Official implementation of "Towards Good Practices for Efficiently Annotating Large-Scale Image Classification Datasets" (CVPR2021)

Overview

Towards Good Practices for Efficiently Annotating Large-Scale Image Classification Datasets

This is the official implementation of "Towards Good Practices for Efficiently Annotating Large-Scale Image Classification Datasets" (CVPR 2021). For more details, please refer to:


Towards Good Practices for Efficiently Annotating Large-Scale Image Classification Datasets

Yuan-Hong Liao, Amlan Kar, Sanja Fidler

University of Toronto

[Paper] [Video] [Project]

CVPR2021 Oral

Data is the engine of modern computer vision, which necessitates collecting large-scale datasets. This is expensive, and guaranteeing the quality of the labels is a major challenge. In this paper, we investigate efficient annotation strategies for collecting multi-class classification labels fora large collection of images. While methods that exploit learnt models for labeling exist, a surprisingly prevalent approach is to query humans for a fixed number of labels per datum and aggregate them, which is expensive. Building on prior work on online joint probabilistic modeling of human annotations and machine generated beliefs, we propose modifications and best practices aimed at minimizing human labeling effort. Specifically, we make use ofadvances in self-supervised learning, view annotation as a semi-supervised learning problem, identify and mitigate pitfalls and ablate several key design choices to propose effective guidelines for labeling. Our analysis is done in a more realistic simulation that involves querying human labelers, which uncovers issues with evaluation using existing worker simulation methods. Simulated experiments on a 125k image subset of the ImageNet dataset with 100 classes showthat it can be annotated to 80% top-1 accuracy with 0.35 annotations per image on average, a 2.7x and 6.7x improvement over prior work and manual annotation, respectively.

_Data_
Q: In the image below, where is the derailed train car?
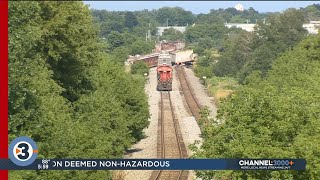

_What needs to be done_
Extend the project page about efficiently annotating image classification datasets, starting right after its final sentence.

_Task output_
Code usage

  • Downdload the extracted BYOL features and change root directory accordingly
wget -P data/features/ http://www.cs.toronto.edu/~andrew/research/cvpr2021-good_practices/data/byol_r50-e3b0c442.pth_feat1.npy 

Replace REPO_DIR (here) with the absolute path to the repository.

  • Run online labeling with simulated workers
    • <EXPERIMENT> can be imagenet_split_0~5, imagenet_animal, imagenet_100_classes
    • <METHOD> can be ds_model, lean, improved_lean, efficient_annotation
    • <SIMULATION> can be amt_structured_noise, amt_uniform_noise
python main.py experiment=<EXPERIMENT> learner_method=<METHOD> simulation <SIMULATION>

To change other configurations, go check the config.yaml here.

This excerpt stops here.